Pick out every line in the entries below that contains the word "small", treating uppercase and lowercase as different, and copy each of those lines.

## [TASK MATERIAL]
◇ ◇ ◇

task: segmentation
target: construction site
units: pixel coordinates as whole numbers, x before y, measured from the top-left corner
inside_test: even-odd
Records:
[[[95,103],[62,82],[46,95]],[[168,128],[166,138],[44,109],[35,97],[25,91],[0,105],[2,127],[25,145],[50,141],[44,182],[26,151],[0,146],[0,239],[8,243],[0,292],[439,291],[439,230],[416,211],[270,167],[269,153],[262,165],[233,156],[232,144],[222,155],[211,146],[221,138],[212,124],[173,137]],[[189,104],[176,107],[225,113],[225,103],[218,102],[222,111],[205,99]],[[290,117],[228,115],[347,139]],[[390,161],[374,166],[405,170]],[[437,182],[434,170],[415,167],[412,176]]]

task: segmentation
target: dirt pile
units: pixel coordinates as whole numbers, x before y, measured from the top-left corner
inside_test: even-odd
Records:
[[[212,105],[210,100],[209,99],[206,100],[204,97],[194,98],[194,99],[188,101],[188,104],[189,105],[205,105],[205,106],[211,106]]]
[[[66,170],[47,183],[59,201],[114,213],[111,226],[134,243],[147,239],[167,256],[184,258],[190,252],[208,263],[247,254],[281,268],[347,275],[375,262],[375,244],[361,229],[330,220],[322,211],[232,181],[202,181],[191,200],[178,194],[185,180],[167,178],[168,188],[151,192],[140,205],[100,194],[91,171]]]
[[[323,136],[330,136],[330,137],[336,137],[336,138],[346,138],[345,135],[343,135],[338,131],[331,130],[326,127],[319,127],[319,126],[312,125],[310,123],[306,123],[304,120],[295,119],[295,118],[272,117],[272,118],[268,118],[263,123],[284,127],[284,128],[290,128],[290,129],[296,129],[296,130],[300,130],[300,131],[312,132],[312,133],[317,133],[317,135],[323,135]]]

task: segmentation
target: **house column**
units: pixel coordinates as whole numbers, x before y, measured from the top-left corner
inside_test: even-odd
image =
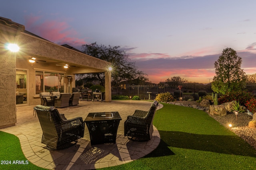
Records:
[[[111,71],[105,72],[105,101],[111,102]]]

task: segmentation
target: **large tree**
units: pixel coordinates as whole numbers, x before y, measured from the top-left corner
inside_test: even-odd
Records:
[[[120,46],[98,45],[96,42],[89,45],[82,45],[82,51],[94,57],[108,61],[111,63],[113,70],[112,74],[112,85],[123,81],[136,78],[148,81],[147,75],[138,70],[135,63],[131,62],[129,56],[124,51],[120,49]],[[90,78],[98,79],[102,85],[105,84],[104,73],[82,74],[78,76],[79,78]]]
[[[212,83],[214,92],[224,94],[231,91],[243,90],[246,76],[241,68],[242,58],[230,48],[223,50],[214,63],[215,73]]]

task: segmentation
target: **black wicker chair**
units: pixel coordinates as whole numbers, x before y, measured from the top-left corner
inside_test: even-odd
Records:
[[[158,105],[155,100],[148,111],[136,110],[124,122],[124,136],[133,141],[147,141],[152,137],[153,119]]]
[[[34,111],[37,114],[43,131],[41,142],[48,149],[67,148],[84,137],[84,122],[82,117],[67,120],[54,107],[41,105],[34,107]]]

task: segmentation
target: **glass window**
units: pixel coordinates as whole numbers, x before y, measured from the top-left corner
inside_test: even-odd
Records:
[[[64,74],[36,71],[36,94],[44,92],[64,92]]]

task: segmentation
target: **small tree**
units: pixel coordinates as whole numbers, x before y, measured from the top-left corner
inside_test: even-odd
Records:
[[[179,76],[174,76],[171,78],[167,78],[165,81],[168,84],[174,86],[176,87],[178,87],[180,84],[188,82],[188,80],[184,79],[184,78],[181,78]]]
[[[246,76],[241,68],[242,58],[230,48],[224,49],[218,61],[214,63],[215,73],[212,83],[214,92],[223,94],[231,91],[243,90]]]

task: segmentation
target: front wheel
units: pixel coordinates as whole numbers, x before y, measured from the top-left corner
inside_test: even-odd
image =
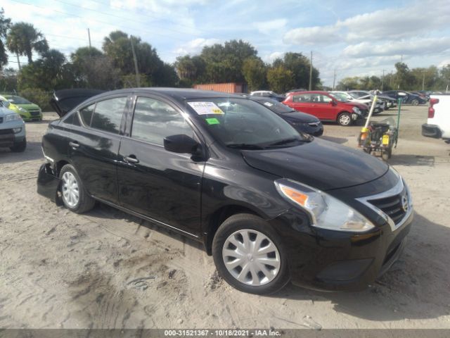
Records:
[[[289,282],[279,237],[254,215],[238,214],[225,220],[214,237],[212,256],[220,275],[240,291],[268,294]]]
[[[77,170],[70,164],[61,168],[61,195],[63,203],[70,211],[82,213],[89,211],[95,204],[95,200],[86,192]]]
[[[352,115],[346,111],[341,113],[338,116],[338,123],[343,126],[352,125]]]

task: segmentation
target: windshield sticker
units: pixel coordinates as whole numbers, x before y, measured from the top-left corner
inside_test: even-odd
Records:
[[[206,122],[208,125],[219,125],[220,123],[216,118],[207,118]]]
[[[188,104],[191,106],[198,115],[223,115],[225,113],[220,108],[216,106],[216,104],[214,102],[188,102]]]

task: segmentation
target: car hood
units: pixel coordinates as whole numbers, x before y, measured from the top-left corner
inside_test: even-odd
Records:
[[[307,114],[306,113],[301,113],[300,111],[292,111],[290,113],[283,113],[280,114],[283,118],[287,118],[290,120],[300,122],[302,123],[311,123],[313,122],[319,122],[319,118],[311,114]]]
[[[13,104],[16,107],[22,107],[27,111],[37,111],[40,109],[39,106],[37,104],[17,104],[11,102],[11,104]]]
[[[9,114],[15,114],[16,113],[14,111],[11,111],[11,109],[8,109],[5,107],[0,107],[0,117],[4,118],[6,115]]]
[[[58,90],[50,99],[50,105],[62,118],[84,101],[103,92],[104,90],[81,88]]]
[[[288,148],[243,150],[242,154],[251,167],[320,190],[362,184],[389,169],[386,163],[362,151],[317,138]]]
[[[358,107],[359,109],[367,109],[367,105],[359,102],[340,102],[340,104],[353,106]]]

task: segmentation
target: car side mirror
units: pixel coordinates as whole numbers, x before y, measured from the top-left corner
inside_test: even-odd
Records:
[[[173,153],[193,155],[197,152],[199,145],[197,141],[188,135],[170,135],[164,138],[164,149]]]

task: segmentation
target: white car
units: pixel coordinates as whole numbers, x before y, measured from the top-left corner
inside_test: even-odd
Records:
[[[19,114],[8,109],[9,104],[0,100],[0,147],[22,152],[27,147],[25,124]]]
[[[350,95],[347,92],[339,92],[339,91],[333,91],[330,92],[330,94],[333,95],[335,99],[339,99],[340,101],[347,101],[349,102],[356,102],[358,104],[363,104],[367,106],[368,108],[370,109],[372,106],[372,99],[371,97],[364,97],[356,99],[352,95]],[[375,109],[373,111],[373,114],[378,114],[378,113],[381,113],[383,111],[383,106],[382,102],[378,102],[377,101],[376,106],[375,106]]]
[[[430,96],[428,119],[422,125],[422,134],[450,143],[450,94]]]

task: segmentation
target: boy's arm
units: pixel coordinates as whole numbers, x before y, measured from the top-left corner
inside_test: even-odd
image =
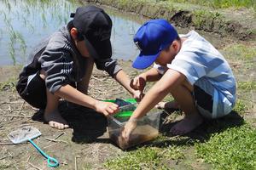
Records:
[[[131,80],[126,75],[126,73],[120,70],[116,73],[116,75],[113,76],[114,79],[122,85],[135,99],[139,99],[141,96],[141,93],[138,90],[134,90],[131,88],[130,82]]]
[[[176,87],[179,86],[184,80],[184,75],[177,71],[168,69],[162,78],[146,94],[137,108],[134,110],[130,120],[125,126],[122,137],[128,141],[131,133],[137,126],[136,120],[147,114],[147,112],[161,101],[169,93],[175,90]]]
[[[106,116],[117,112],[118,105],[113,103],[103,102],[95,99],[75,89],[69,84],[61,86],[55,95],[57,95],[67,101],[94,109],[97,112],[103,113]]]
[[[162,75],[160,75],[156,68],[151,68],[149,71],[140,74],[138,76],[143,77],[145,82],[156,82],[159,81]]]

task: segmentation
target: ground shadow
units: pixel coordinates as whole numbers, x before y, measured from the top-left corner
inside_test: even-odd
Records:
[[[59,110],[63,118],[73,129],[72,141],[83,143],[109,143],[108,138],[99,138],[107,131],[106,117],[92,109],[69,102],[61,102]],[[44,122],[43,111],[34,114],[32,120]]]
[[[179,138],[178,136],[173,137],[173,135],[170,133],[170,129],[172,128],[172,127],[177,123],[179,121],[171,123],[164,123],[165,119],[167,118],[170,114],[172,114],[170,110],[164,111],[162,113],[160,120],[161,124],[160,127],[160,132],[164,136],[170,137],[170,139],[154,142],[150,144],[151,146],[154,145],[158,147],[164,147],[166,144],[193,144],[195,139],[201,142],[205,142],[209,140],[212,133],[221,133],[225,131],[227,128],[239,127],[245,123],[243,117],[241,117],[237,112],[233,110],[229,115],[224,117],[214,120],[205,120],[205,122],[196,129]]]

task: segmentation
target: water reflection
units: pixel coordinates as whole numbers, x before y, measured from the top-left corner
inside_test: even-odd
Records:
[[[66,25],[81,5],[75,0],[0,1],[0,65],[25,64],[31,48]],[[132,37],[140,25],[106,10],[113,25],[113,58],[133,60],[138,52]]]

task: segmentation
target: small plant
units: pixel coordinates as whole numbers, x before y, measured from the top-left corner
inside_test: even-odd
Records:
[[[104,166],[108,169],[169,169],[164,162],[170,159],[181,160],[184,156],[181,148],[143,147],[116,159],[108,160]]]
[[[256,167],[256,130],[245,124],[214,133],[195,144],[197,156],[214,169],[253,170]]]

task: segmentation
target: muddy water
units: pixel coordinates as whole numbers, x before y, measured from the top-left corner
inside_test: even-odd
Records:
[[[83,5],[75,0],[0,1],[0,66],[26,64],[32,47],[67,24],[70,13]],[[134,59],[138,50],[132,37],[140,24],[131,14],[104,9],[113,20],[113,58]]]
[[[26,64],[32,47],[68,23],[70,13],[82,5],[86,4],[76,0],[0,1],[0,66]],[[139,53],[133,43],[133,36],[147,19],[103,8],[113,20],[113,58],[133,60]],[[178,29],[178,31],[187,33],[188,30]],[[213,45],[219,44],[219,37],[203,34]]]
[[[125,150],[143,142],[155,139],[159,132],[150,125],[137,126],[130,136],[128,143],[125,143],[120,136],[121,128],[111,131],[109,138],[122,150]]]

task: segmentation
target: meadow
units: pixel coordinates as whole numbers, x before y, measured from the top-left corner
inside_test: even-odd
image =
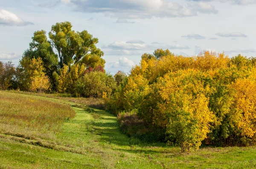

◇ ◇ ◇

## [RIGHT ANSWER]
target: **small tree**
target: small plant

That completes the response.